* [Задания]:
[1] Ответьте по тексту об альманахах на вопросы:
(а) Какие цели преследовали многие альманахи 1820–30-х гг.?
(б) Что, по мнению Кюхельбекера, главным образом отличает романтическую поэзию от классической?
(в) Разборы произведений каких поэтов упомянуты в последнем предложении?
[2] Продолжите текст об альманахах 1820–30-х гг., начав сразу после его последнего предложения.

* [Текст для чтения]:

════════════════════

Большинство альманахов, выпускавшихся в 1820–30-е гг., не отличалось концептуальным характером; многие из альманахов преследовали исключительно коммерческие цели. Недаром Пушкин презрительно и враждебно отзывался об «альманашниках» обеих столиц. Тем не менее, такие альманахи, как «Русская старина», «Русская Талия», а особенно «Северные цветы», имели существенное значение для развития литературы и журналистики, задача которых состояла в борьбе со всякого рода подражательностью в литературе, в поиске истинного романтизма. Эту задачу ставил перед собой В. К. Кюхельбекер, теоретические и критико-полемические статьи которого в альманахе «Северные цветы» отражали декабристскую линию русской журналистики. Кюхельбекер, как Сомов, выступил с обвинением в адрес русской поэзии, упрекая ее в однообразии. Главными отличиями романтической поэзии от классической, по мнению Кюхельбекера, являются свобода, оригинальность, новизна художественного выражения. По мысли критика, для литературного развития необходима опора на народную поэзию. В основу своих статей Сомов положил тезисы, ключевые для эстетики романтизма. Критик указывал, что форма зарождается в душе поэта вместе с идеей и что «сотворить что-либо вне природы, или, по крайней мере, несходное с каким-либо из предметов чувственных, есть физически невозможное для человека даже с самым пылким воображением» [5, с. 379]. Сомов заинтересованно относился к каждому подлинному дарованию, внимательно следил за художественными исканиями поэтов – своих современников, учитывал все наиболее ценное и плодотворное в их творческом опыте, что мы видим в его критических разборах произведений Державина, Жуковского, Пушкина.

════════════════════

* [Исходный перечень]:
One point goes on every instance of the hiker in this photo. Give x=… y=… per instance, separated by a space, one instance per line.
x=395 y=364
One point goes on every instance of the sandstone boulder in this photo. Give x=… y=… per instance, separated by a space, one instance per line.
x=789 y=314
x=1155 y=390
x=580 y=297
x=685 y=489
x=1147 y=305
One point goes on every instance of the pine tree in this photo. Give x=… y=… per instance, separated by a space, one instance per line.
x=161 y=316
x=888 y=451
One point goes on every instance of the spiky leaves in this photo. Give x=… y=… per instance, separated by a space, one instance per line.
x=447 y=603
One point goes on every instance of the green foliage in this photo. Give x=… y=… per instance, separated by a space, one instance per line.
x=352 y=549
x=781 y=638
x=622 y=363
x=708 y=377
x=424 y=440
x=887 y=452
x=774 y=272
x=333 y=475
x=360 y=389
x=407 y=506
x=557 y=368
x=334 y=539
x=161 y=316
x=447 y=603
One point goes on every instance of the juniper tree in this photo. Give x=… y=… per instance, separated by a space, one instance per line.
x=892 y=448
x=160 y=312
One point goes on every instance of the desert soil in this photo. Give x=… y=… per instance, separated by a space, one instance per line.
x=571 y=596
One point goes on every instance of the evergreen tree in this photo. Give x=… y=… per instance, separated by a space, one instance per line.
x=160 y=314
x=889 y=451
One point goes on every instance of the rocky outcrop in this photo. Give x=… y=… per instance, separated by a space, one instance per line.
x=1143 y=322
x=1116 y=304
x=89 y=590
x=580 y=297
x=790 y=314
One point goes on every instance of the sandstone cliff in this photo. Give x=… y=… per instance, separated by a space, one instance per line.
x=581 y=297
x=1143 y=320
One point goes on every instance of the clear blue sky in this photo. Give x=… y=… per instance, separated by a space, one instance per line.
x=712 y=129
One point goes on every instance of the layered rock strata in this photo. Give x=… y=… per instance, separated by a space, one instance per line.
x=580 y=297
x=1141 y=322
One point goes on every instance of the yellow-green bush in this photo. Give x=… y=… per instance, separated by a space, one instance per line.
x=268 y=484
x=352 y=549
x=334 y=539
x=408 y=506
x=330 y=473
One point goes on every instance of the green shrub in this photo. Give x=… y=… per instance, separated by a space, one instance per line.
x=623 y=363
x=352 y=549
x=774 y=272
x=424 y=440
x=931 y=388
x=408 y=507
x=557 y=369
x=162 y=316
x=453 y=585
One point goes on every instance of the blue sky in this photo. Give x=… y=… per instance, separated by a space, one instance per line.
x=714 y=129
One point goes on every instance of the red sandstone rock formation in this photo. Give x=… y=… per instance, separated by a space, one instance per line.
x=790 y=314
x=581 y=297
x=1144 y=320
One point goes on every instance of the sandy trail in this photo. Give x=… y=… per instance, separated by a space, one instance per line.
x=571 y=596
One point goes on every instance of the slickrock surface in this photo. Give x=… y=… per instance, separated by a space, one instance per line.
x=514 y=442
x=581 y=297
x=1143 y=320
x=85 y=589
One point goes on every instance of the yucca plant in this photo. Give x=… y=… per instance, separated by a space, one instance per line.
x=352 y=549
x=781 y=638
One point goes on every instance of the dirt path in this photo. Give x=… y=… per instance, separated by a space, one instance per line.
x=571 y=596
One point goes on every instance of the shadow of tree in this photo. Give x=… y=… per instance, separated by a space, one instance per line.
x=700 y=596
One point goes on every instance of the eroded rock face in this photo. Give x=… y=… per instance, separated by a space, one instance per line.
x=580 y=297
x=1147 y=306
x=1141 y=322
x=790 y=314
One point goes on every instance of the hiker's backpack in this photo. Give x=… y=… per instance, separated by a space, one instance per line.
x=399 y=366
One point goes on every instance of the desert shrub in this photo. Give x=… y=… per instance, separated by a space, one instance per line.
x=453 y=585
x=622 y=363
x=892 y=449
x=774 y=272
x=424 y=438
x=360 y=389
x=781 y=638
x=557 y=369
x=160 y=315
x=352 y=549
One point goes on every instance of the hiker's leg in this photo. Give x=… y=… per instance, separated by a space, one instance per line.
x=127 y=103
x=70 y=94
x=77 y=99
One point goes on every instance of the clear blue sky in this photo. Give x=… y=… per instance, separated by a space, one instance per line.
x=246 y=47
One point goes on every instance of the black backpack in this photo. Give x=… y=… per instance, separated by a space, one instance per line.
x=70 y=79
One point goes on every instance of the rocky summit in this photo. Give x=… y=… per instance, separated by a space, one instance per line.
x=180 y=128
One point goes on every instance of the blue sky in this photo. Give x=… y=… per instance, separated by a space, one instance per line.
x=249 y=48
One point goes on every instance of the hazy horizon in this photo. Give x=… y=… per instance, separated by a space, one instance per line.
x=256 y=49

════════════════════

* [Ответы]:
[1]
(а) Исключительно коммерческие.
(б) Свобода, оригинальность, новизна художественного выражения.
(в) Державина, Жуковского, Пушкина.

[2]
Эстетическая позиция Сомова вызвала неприятие со стороны русских издателей и журналистов. Так, Н. А. Полевой указал на то, что Сомов был «слишком жесток в приговоре «Телеграфу». Критик предпринял попытку оправдать подражательность русской литературы: «Сомов должен был перевернуть вопрос и на другую сторону: не от слабости ли отечественной литературы и происходит это пристрастие?» [4, с. 217]. Деятельность Полевого в «Московском телеграфе» принадлежит к числу наиболее ярких страниц в журналистике и критике 1830-х гг. Полевой боролся против литературных староверов и эпигонов классицизма, пропагандируя и защищая романтическое направление, боролся за свободу художественного творчества. Полевой способствовал демократизации русской литературы, но с недоумением и враждебностью высказывался об искусстве реалистического направления.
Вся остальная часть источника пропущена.